*ISTRUZIONI DI LAVORO*: Nella recensione di "Hostel – Part II", quale ruolo interpreta Edwige Fenech?

*BRANO DA ESAMINARE*:
* * *
Il cambio di punto di vista, quello dei torturatori, che per lo meno aggiunge uno strato al film.

Già perché non so illuminato da quale stella, Eli Roth qui decide di scegliere come protagoniste tre ragazze, per la prima volta nel suo cinema il regista si immedesima con qualcuno diverso da lui, giocandosi tre personaggi che malgrado la voglia di festa, non sono proprio tre idioti che sembrano usciti da un remake di “Porky’s” e che soprattutto non passano l’intero primo atto del film e buona parte del secondo a sbavare dietro a delle notevoli figone. Nel primo Hostel, quando la violenza arrivava, lo faceva tardi, con una soluzione quasi frettolosa alla vicenda, come se le strappone nude fossero il fuoco del film più che l’orrore. Con “Hostel – Part II” Roth bilancia meglio le parti che compongono il film, senza tre maschietti infoiati funziona tutto meglio, anche il secondo omaggio al nostro cinema, il merito va a Roth per aver convinto Edwige Fenech a tornare a recitare, anche se nella piccola parte dell’insegnante di nudo artistico. Non so voi, ma non riesco a pensare ad un ruolo più geniale per l’attrice!

«Li vedi quelli laggiù? Sono tutti tuoi vecchi fan», «Dove? Non li vedo», «Tranquilla, nemmeno loro»
* * *
*DATI FORNITI*:
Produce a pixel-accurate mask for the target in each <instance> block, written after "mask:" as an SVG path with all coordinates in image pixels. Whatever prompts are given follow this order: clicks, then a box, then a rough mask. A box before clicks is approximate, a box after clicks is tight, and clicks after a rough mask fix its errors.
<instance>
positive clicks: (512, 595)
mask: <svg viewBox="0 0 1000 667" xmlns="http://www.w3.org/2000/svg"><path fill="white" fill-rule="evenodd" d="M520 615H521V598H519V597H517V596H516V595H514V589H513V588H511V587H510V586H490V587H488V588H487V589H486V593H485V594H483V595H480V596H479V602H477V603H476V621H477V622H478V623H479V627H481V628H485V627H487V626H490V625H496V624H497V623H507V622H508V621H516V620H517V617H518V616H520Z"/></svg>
* * *
*SOLUZIONE*: Interpreta la piccola parte dell'insegnante di nudo artistico.